Apple's Revenge: iMessage Might Eat Your Texts If You Switch To Android
redletterdave (2493036) writes "When my best friend upgraded from an iPhone 4S to a Galaxy S4, I texted her hello. Unfortunately, she didn't get that text, nor any of the five I sent in the following three days. My iPhone didn't realize she was now an Android user and sent all my texts via iMessage. It wasn't until she called me about going to brunch that I realized she wasn't getting my text messages. What I thought was just a minor bug is actually a much larger problem. One that, apparently, Apple has no idea how to fix. Apple said the company is aware of the situation, but it's not sure how to solve it. One Apple support person said: 'This is a problem a lot of people are facing. The engineering team is working on it but is apparently clueless as to how to fix it. There are no reliable solutions right now — for some people the standard fixes work immediately; many others are in my boat.'"
to return back to the flock to receive your iMessages again.
Clearly the fix is for the sending party to also switch to android.
My experience is that if an iPhone is unable to send an iMessage (shows as blue), it automatically falls back to text message after 5 minutes (shows as green). After a few of these in a row, it defaults to text message until the iMessage connection can be re-established with the other endpoint. (Of course, this option can be turned off if you prefer to use only iMessages, at which point it's not going to be allowed it to fall back.)
• • • • • • •
REQUIRED TASKS
1. Decide whether each statement agrees with the iMessage post, answering yes or no and quoting the words of the post that settle it: (a) the writer's friend moved from an iPhone 4S to a Galaxy S4; (b) Apple said it knew how to solve the problem; (c) according to one comment, an iPhone switches to text message after 10 minutes when an iMessage cannot be sent.
2. List each distinct name of a phone or phone operating system that appears in the iMessage post.
3. Extend the iMessage post by writing what would come after its final sentence.

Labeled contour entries
• • • • • • •
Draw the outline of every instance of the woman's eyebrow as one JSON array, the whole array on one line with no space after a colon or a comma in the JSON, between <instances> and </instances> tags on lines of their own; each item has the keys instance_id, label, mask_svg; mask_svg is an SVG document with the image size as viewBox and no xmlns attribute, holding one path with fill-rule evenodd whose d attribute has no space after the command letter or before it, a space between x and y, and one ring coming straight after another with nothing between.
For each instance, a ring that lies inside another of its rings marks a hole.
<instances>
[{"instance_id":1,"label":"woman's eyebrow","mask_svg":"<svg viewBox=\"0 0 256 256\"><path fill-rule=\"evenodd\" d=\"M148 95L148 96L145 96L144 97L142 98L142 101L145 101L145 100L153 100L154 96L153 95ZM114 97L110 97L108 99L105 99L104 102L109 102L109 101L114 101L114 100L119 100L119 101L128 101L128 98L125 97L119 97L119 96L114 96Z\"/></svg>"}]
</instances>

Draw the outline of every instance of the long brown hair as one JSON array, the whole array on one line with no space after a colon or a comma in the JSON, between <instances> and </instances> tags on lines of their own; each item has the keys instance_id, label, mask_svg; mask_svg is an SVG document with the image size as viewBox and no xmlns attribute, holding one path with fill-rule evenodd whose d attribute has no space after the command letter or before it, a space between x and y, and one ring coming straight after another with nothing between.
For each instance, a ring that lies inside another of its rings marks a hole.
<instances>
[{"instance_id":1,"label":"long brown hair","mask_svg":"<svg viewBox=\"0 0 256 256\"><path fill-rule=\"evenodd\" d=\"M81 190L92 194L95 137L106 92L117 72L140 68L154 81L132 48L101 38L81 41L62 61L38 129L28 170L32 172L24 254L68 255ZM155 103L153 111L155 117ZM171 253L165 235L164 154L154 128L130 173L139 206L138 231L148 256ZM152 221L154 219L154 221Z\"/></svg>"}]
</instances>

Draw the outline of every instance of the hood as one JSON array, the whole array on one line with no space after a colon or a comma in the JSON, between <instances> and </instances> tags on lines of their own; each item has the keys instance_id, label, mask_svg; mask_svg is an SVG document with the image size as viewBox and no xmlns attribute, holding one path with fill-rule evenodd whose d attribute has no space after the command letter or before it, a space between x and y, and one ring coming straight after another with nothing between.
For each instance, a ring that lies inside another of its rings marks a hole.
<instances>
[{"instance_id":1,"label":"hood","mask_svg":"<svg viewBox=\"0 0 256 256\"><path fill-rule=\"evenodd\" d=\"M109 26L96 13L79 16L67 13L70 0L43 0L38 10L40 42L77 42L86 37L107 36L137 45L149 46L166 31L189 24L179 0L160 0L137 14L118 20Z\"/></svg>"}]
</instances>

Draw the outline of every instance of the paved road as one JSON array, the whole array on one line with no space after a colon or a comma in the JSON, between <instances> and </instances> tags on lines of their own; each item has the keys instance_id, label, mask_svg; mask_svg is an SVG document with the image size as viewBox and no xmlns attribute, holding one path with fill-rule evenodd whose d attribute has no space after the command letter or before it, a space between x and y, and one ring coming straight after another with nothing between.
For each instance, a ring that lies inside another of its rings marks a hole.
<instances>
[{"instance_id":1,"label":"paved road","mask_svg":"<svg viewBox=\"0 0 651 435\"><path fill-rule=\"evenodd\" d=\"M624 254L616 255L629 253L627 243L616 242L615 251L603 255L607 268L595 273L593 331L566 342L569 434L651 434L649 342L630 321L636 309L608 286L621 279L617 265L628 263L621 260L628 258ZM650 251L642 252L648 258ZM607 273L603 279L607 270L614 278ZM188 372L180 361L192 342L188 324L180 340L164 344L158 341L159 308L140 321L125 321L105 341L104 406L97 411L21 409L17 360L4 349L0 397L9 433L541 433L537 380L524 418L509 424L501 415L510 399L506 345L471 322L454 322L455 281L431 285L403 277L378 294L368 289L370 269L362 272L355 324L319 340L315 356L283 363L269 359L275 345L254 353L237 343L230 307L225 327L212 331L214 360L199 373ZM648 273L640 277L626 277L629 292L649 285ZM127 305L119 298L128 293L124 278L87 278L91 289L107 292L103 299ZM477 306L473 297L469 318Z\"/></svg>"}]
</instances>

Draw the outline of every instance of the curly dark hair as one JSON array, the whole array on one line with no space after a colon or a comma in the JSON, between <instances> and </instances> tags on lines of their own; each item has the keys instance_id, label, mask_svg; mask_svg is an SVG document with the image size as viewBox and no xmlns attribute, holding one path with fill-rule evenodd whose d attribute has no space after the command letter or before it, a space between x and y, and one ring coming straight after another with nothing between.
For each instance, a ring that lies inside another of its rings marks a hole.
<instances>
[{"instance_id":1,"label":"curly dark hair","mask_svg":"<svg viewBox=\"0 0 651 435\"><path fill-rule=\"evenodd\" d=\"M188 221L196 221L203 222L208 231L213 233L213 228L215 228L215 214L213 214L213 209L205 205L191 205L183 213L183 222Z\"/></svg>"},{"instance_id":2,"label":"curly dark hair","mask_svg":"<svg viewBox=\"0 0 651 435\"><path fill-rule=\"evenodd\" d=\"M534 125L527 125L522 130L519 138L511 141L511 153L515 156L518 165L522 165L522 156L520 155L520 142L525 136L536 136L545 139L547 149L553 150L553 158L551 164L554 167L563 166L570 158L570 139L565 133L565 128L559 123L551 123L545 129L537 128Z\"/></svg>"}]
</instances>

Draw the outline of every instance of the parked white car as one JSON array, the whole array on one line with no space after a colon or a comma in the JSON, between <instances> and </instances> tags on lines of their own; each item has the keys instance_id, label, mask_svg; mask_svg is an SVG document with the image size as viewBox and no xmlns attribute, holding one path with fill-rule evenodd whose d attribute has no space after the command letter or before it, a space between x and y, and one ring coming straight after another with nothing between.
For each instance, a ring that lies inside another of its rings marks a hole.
• • • • • • •
ANSWER SET
1.
(a) Yes: "upgraded from an iPhone 4S to a Galaxy S4"
(b) No: "it's not sure how to solve it"
(c) No: "it automatically falls back to text message after 5 minutes"

2.
Android
iPhone 4S
Galaxy S4
iPhone

3.
http://support.apple.com/kb/ts5185
Seems one just needs to deactivate iMessage before getting rid of their device.
Ok, this is stupid.
I recently switched from iPhone, and had text messages still going to my iPad. A simple google search revealed pages like:
https://discussions.apple.com/thread/5450235
And many other such solutions.
That requires having or borrowing an iphone or ipad (Basically, go to settings, iMessage, login with you apple id then tell it not to use iMessage for your phone number).
According to:
http://www.imore.com/text-issues-switching-iphone-android-heres-fix
You can call 1-800-MY-APPLE and have them do it.
Not sure if this works but the easy fix seems to be that you change your Apple password. Then the iMessage app can't authenticate and dumps your messages back to SMS.
Going to https://supportprofile.apple.c... and making sure my old phone was removed was what eventually fixed this for me. Just putting the SIM back in and turning off iMessage did not fix it.
It was a while ago, so it's possible this might not be the exact right location; but, I do know that it was "removing registered devices" that I did. This seems right.
IIRC this is actually an issue with the sending devices not being aware that the target contact no longer has iMessage enabled.
It's trickier than it seems because iMessage will route to your Mac, iPad, and iPhone. It doesn't know if you just haven't signed in recently or if you're gone forever. If I read a message on my Mac, it is a successful delivery, even if I tossed my iPhone in a lake and swore off cell phones forever.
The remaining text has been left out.